◆ **PROBLEM**: Your task is to copy every record exactly.

◆ **RECORDS PROVIDED**:

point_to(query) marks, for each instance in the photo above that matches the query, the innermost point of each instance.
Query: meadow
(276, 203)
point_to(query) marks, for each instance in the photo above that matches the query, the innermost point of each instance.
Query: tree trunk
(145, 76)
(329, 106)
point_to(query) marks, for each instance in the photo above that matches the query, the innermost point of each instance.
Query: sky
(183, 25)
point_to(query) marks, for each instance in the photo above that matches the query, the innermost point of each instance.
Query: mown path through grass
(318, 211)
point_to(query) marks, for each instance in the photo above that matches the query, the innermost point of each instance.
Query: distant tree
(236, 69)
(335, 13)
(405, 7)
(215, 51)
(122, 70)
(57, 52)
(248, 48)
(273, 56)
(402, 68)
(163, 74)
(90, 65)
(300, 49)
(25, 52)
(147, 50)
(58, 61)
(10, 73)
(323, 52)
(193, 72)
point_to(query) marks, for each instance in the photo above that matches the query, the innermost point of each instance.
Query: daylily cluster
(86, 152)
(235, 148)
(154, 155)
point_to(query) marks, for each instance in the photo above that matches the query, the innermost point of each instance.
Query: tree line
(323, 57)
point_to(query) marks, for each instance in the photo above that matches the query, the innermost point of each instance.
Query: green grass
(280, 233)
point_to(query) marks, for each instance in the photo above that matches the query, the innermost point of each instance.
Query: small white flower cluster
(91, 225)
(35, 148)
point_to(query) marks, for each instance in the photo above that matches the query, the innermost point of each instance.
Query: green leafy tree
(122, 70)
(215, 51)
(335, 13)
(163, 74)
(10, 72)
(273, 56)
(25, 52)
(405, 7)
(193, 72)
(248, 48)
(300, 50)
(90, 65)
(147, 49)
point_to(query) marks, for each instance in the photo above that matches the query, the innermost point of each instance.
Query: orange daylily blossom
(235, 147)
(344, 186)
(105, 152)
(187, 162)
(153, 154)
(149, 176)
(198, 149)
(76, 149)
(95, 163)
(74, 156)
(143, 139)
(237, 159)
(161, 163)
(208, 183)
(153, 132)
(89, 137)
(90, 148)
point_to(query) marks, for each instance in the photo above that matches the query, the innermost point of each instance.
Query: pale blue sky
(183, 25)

◆ **EXPECTED ANSWER**:
point_to(query) marks, for each instance in the photo above that matches the query, the innermost point of each instance.
Query: meadow
(276, 203)
point_to(query) marks, for each instance in the photo above that matches the query, the innermost point of each instance.
Query: tree trunk
(145, 76)
(329, 106)
point_to(query) marks, for each instance in the photo above that matches the query, the innermost point of each instance.
Query: sky
(183, 25)
point_to(query) marks, for each instance in the photo above that matches the query, the innermost point of each instance.
Query: mown path through grass
(318, 211)
point_to(query) marks, for each instance in the photo above that matches the query, the innermost point of each instance.
Query: distant tree
(236, 69)
(335, 13)
(405, 7)
(215, 51)
(122, 70)
(57, 52)
(248, 48)
(273, 56)
(402, 68)
(163, 74)
(90, 65)
(300, 49)
(25, 52)
(147, 50)
(58, 61)
(10, 73)
(323, 52)
(193, 72)
point_to(query) marks, for each instance in the photo above that matches the query, the innermost point of each instance.
Query: daylily cluster
(86, 152)
(235, 148)
(154, 155)
point_to(query) marks, for each instance in the photo above that matches the query, the innermost point of each instance.
Query: tree line
(323, 57)
point_to(query) marks, for each instance in the photo above that matches the query, the innermost point of each instance.
Query: green grass
(280, 233)
point_to(query) marks, for each instance in the photo above that matches the query, the innermost point of each instance.
Query: small white flower cluster
(91, 225)
(35, 148)
point_to(query) marks, for each instance in the photo above that matches the query, the innermost point of each instance.
Query: green leafy tree
(122, 70)
(215, 51)
(335, 13)
(163, 74)
(10, 72)
(273, 56)
(25, 52)
(405, 7)
(193, 72)
(248, 48)
(300, 50)
(90, 65)
(147, 49)
point_to(query) marks, for each instance in the photo above that matches the query, the innermost point of each instance.
Query: orange daylily blossom
(235, 147)
(344, 186)
(105, 152)
(187, 162)
(153, 154)
(149, 176)
(198, 149)
(76, 149)
(95, 163)
(74, 156)
(143, 139)
(237, 159)
(161, 163)
(208, 183)
(153, 132)
(89, 137)
(90, 148)
point_to(query) marks, for each instance in the photo above that matches the query, the innermost point of each instance.
Query: pale blue sky
(183, 25)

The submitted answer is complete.